- Passage provided
= = =

BFC Dynamo would dominate the 1967–68 DDR-Liga and immediately bounce back to the DDR-Oberliga. The club would initially struggle to reach the top of the league, before it finally captured a second place in 1971–72 season. But this period also saw Dynamo Dresden return to dominance. Dynamo Dresden had been severely weakened by the establishment of SC Dynamo Berlin in 1954 and also suffered relegation the same year. The club managed to return to the DDR-Oberliga in 1962 and won the championship in 1971. Dynamo Dresden would become one of the main rivals of BFC Dynamo, and the 1970s would largely belong to Dynamo Dresden, followed by 1. FC Magdeburg. But another rival would at the same time disappear when the Stasi outmaneuvered the army in 1971 and FC Vortwärts Berlin was relocated to Frankfurt an der Oder. Erich Mielke regarded FC Vortwärts Berlin as a competitor to BFC Dynamo in the capital, while Erich Mückenberger, his fellow Politburo member and SED First Secretary in Bezirk Frankfurt, anticipated a boost for the Frankfurt and der Oder region.[2] BFC Dynamo reached the final of the 1970–71 FDGB-Pokal, but lost 2–1 to Dynamo Dresden at the Kurt-Wabbel-Stadion in Halle. The club then made its first appearance in the European Cup Winners' Cup in the following season. BFC Dynamo reached the semi finals of the 1971–72 European Cup Winners' Cup, but was eliminated by Dynamo Moscow on a penalty shootout.

= = =

- Rows of box annotation data
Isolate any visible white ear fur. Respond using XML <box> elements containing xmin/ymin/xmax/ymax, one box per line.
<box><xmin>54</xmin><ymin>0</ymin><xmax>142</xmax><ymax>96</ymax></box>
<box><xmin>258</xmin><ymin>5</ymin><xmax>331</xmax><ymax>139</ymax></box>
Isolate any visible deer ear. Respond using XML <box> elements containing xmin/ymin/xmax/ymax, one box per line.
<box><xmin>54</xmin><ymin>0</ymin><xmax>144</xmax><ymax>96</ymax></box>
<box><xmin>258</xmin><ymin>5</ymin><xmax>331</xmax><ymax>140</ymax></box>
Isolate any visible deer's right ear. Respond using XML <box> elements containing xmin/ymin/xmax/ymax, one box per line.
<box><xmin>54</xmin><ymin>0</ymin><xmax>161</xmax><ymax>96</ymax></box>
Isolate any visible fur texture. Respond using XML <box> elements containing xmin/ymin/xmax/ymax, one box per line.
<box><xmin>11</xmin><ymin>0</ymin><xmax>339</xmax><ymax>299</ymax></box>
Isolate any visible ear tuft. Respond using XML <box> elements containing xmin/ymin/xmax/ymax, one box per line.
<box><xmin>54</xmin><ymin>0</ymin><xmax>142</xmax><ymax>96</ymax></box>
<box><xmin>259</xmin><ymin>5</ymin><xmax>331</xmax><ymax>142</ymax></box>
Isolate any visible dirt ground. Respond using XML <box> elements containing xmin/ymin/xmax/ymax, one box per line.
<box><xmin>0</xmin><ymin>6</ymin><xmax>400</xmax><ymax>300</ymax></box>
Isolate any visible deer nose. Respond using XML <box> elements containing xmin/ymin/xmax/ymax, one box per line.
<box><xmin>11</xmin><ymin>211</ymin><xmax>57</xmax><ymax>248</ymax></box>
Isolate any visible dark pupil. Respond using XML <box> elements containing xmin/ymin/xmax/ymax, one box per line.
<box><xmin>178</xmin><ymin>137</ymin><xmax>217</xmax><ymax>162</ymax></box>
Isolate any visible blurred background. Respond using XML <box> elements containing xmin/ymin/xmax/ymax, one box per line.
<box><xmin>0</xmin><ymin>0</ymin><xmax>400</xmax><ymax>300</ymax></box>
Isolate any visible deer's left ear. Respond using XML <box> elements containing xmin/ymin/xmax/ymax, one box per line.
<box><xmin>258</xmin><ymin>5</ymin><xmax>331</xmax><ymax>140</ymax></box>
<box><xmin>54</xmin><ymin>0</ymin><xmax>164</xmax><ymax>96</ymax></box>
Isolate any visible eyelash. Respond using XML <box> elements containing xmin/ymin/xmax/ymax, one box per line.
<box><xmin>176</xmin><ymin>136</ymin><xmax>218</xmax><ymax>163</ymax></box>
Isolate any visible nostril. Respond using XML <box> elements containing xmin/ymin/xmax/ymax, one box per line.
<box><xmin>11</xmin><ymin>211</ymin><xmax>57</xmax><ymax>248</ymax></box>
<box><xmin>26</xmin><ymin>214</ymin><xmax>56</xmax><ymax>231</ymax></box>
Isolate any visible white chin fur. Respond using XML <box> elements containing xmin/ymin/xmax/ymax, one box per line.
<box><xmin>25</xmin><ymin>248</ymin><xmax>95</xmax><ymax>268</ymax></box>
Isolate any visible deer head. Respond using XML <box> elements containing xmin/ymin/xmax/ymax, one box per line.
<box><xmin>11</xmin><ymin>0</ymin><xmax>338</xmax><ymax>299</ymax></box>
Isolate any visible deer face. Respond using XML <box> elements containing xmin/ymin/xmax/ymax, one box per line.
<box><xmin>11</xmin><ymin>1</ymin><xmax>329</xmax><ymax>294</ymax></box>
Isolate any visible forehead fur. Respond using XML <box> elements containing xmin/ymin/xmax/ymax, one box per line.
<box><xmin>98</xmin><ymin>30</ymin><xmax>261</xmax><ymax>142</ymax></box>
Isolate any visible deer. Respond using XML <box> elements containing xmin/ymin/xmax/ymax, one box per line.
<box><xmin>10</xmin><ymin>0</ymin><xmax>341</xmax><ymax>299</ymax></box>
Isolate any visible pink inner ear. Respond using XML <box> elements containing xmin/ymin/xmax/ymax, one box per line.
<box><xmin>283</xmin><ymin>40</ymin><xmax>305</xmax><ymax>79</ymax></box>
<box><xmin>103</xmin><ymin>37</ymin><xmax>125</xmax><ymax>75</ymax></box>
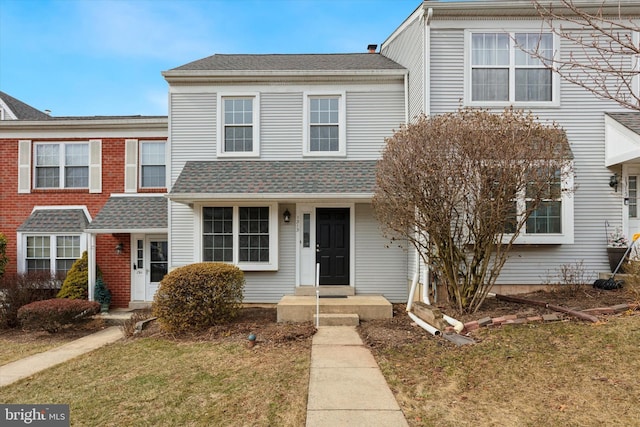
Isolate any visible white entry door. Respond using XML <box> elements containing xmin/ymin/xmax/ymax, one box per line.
<box><xmin>131</xmin><ymin>235</ymin><xmax>168</xmax><ymax>301</ymax></box>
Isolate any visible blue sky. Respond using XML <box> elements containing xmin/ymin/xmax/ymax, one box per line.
<box><xmin>0</xmin><ymin>0</ymin><xmax>421</xmax><ymax>116</ymax></box>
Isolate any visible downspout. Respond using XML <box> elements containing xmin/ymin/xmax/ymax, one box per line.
<box><xmin>422</xmin><ymin>7</ymin><xmax>433</xmax><ymax>116</ymax></box>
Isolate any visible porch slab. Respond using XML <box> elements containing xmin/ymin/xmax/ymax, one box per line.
<box><xmin>277</xmin><ymin>295</ymin><xmax>393</xmax><ymax>322</ymax></box>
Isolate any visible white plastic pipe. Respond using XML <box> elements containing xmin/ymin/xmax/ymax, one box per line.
<box><xmin>407</xmin><ymin>313</ymin><xmax>441</xmax><ymax>336</ymax></box>
<box><xmin>442</xmin><ymin>314</ymin><xmax>464</xmax><ymax>333</ymax></box>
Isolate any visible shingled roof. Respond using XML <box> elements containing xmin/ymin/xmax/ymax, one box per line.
<box><xmin>607</xmin><ymin>111</ymin><xmax>640</xmax><ymax>135</ymax></box>
<box><xmin>168</xmin><ymin>160</ymin><xmax>376</xmax><ymax>199</ymax></box>
<box><xmin>87</xmin><ymin>195</ymin><xmax>169</xmax><ymax>233</ymax></box>
<box><xmin>0</xmin><ymin>91</ymin><xmax>51</xmax><ymax>120</ymax></box>
<box><xmin>171</xmin><ymin>53</ymin><xmax>404</xmax><ymax>71</ymax></box>
<box><xmin>18</xmin><ymin>209</ymin><xmax>89</xmax><ymax>234</ymax></box>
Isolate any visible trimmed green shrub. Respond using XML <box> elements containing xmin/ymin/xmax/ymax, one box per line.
<box><xmin>58</xmin><ymin>251</ymin><xmax>89</xmax><ymax>299</ymax></box>
<box><xmin>0</xmin><ymin>271</ymin><xmax>58</xmax><ymax>328</ymax></box>
<box><xmin>18</xmin><ymin>298</ymin><xmax>100</xmax><ymax>332</ymax></box>
<box><xmin>0</xmin><ymin>233</ymin><xmax>9</xmax><ymax>277</ymax></box>
<box><xmin>152</xmin><ymin>262</ymin><xmax>245</xmax><ymax>333</ymax></box>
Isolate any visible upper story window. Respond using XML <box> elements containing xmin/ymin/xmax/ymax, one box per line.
<box><xmin>218</xmin><ymin>94</ymin><xmax>260</xmax><ymax>156</ymax></box>
<box><xmin>466</xmin><ymin>32</ymin><xmax>558</xmax><ymax>105</ymax></box>
<box><xmin>140</xmin><ymin>141</ymin><xmax>166</xmax><ymax>188</ymax></box>
<box><xmin>35</xmin><ymin>142</ymin><xmax>89</xmax><ymax>188</ymax></box>
<box><xmin>303</xmin><ymin>93</ymin><xmax>346</xmax><ymax>156</ymax></box>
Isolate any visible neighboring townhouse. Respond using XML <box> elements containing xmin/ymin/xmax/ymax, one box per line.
<box><xmin>163</xmin><ymin>54</ymin><xmax>408</xmax><ymax>303</ymax></box>
<box><xmin>381</xmin><ymin>1</ymin><xmax>640</xmax><ymax>298</ymax></box>
<box><xmin>0</xmin><ymin>92</ymin><xmax>168</xmax><ymax>307</ymax></box>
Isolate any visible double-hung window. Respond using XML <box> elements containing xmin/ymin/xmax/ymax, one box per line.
<box><xmin>140</xmin><ymin>141</ymin><xmax>167</xmax><ymax>188</ymax></box>
<box><xmin>202</xmin><ymin>204</ymin><xmax>278</xmax><ymax>270</ymax></box>
<box><xmin>467</xmin><ymin>32</ymin><xmax>557</xmax><ymax>105</ymax></box>
<box><xmin>218</xmin><ymin>94</ymin><xmax>260</xmax><ymax>157</ymax></box>
<box><xmin>303</xmin><ymin>93</ymin><xmax>346</xmax><ymax>156</ymax></box>
<box><xmin>35</xmin><ymin>142</ymin><xmax>89</xmax><ymax>188</ymax></box>
<box><xmin>25</xmin><ymin>235</ymin><xmax>82</xmax><ymax>279</ymax></box>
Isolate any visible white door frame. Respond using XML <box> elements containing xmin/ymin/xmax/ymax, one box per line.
<box><xmin>129</xmin><ymin>233</ymin><xmax>168</xmax><ymax>302</ymax></box>
<box><xmin>296</xmin><ymin>203</ymin><xmax>356</xmax><ymax>287</ymax></box>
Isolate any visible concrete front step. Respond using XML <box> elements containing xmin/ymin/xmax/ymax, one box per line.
<box><xmin>277</xmin><ymin>295</ymin><xmax>393</xmax><ymax>322</ymax></box>
<box><xmin>313</xmin><ymin>313</ymin><xmax>360</xmax><ymax>326</ymax></box>
<box><xmin>294</xmin><ymin>285</ymin><xmax>356</xmax><ymax>297</ymax></box>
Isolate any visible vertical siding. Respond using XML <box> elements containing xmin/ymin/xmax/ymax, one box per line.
<box><xmin>380</xmin><ymin>18</ymin><xmax>425</xmax><ymax>120</ymax></box>
<box><xmin>347</xmin><ymin>90</ymin><xmax>404</xmax><ymax>160</ymax></box>
<box><xmin>430</xmin><ymin>22</ymin><xmax>622</xmax><ymax>284</ymax></box>
<box><xmin>169</xmin><ymin>93</ymin><xmax>217</xmax><ymax>186</ymax></box>
<box><xmin>354</xmin><ymin>203</ymin><xmax>408</xmax><ymax>302</ymax></box>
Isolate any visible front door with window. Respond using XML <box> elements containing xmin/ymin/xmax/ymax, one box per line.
<box><xmin>316</xmin><ymin>208</ymin><xmax>349</xmax><ymax>285</ymax></box>
<box><xmin>131</xmin><ymin>235</ymin><xmax>169</xmax><ymax>301</ymax></box>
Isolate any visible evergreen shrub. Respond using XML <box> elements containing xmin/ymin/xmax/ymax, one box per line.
<box><xmin>152</xmin><ymin>262</ymin><xmax>245</xmax><ymax>333</ymax></box>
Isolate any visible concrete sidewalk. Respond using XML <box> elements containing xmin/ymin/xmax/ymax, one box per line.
<box><xmin>307</xmin><ymin>326</ymin><xmax>408</xmax><ymax>427</ymax></box>
<box><xmin>0</xmin><ymin>326</ymin><xmax>123</xmax><ymax>387</ymax></box>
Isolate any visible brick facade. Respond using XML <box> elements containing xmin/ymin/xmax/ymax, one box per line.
<box><xmin>0</xmin><ymin>128</ymin><xmax>167</xmax><ymax>307</ymax></box>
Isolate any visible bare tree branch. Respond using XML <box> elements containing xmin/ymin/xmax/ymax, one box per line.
<box><xmin>373</xmin><ymin>109</ymin><xmax>571</xmax><ymax>311</ymax></box>
<box><xmin>528</xmin><ymin>0</ymin><xmax>640</xmax><ymax>111</ymax></box>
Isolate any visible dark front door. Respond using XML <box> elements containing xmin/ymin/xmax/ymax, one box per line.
<box><xmin>316</xmin><ymin>208</ymin><xmax>349</xmax><ymax>285</ymax></box>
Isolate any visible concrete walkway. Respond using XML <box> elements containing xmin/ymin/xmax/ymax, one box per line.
<box><xmin>0</xmin><ymin>326</ymin><xmax>123</xmax><ymax>387</ymax></box>
<box><xmin>307</xmin><ymin>326</ymin><xmax>408</xmax><ymax>427</ymax></box>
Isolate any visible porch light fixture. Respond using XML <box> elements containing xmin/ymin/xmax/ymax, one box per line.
<box><xmin>609</xmin><ymin>174</ymin><xmax>619</xmax><ymax>193</ymax></box>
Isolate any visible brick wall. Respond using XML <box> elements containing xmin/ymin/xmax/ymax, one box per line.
<box><xmin>0</xmin><ymin>135</ymin><xmax>166</xmax><ymax>307</ymax></box>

= = =

- Short exercise A
Which football clubs are named in the passage on BFC Dynamo's history?
- Short exercise B
Can you write what comes next in the passage on BFC Dynamo's history, starting after its last sentence?

- Result A
BFC Dynamo, Dynamo Dresden, SC Dynamo Berlin, 1. FC Magdeburg, FC Vortwärts Berlin, Dynamo Moscow

- Result B
 
Hans-Jürgen Riediger during a match against Dynamo Dresden in 1975.

BFC Dynamo finished runners up in the 1971–72 DDR-Oberliga, and qualified for the UEFA Cup for the first time. The club reached the third round of the 1972–73 UEFA Cup, where it faced Liverpool FC. The team managed a 0–0 draw before 20,000 spectators at the Dynamo-Stadion im Sportforum, but suffered a 3–1 defeat at Anfield, with a single goal scored by Wolf-Rüdiger Netz.[24] The club only finished in sixth place in the following two seasons, but captured a second place in the 1975–76 DDR-Oberliga season. The team qualified for the 1976–77 UEFA Cup but was eliminated by Shakhtar Donetsk in the first round.

Dynamo Dresden would capture their third league title in a row at the end of the 1977–78 season. What happened after is subject to various rumors. Formal title celebrations took place in June 1978 at the hotel and restaurant Bastein at Prager Straße in Dresden. Erich Mielke paid a visit on behalf of SV Dynamo to congratulate the team to the title, and Dynamo Dresden player Reinhard Häfner recalls how Erich Mielke held a speech where he said that he would prefer if the BFC was champions. And according to other versions of the same event, he proclaimed that everything will be done so that in the coming year, the champion will come from Berlin, and that it was now the turn of the BFC.[25][26][27][28] But it is also rumoured that Erich Mielke made a remark about bringing the title to Berlin after a fractious encounter between Dynamo Dresden and BFC Dynamo in December 1978, when he allegedly walked into the locker room of Dynamo Dresden, and told the players that "You must understand, the capital city needs a champion!".[29]

Golden eraEdit

 
The team of BFC Dynamo after winning its first league title on 6 June 1979.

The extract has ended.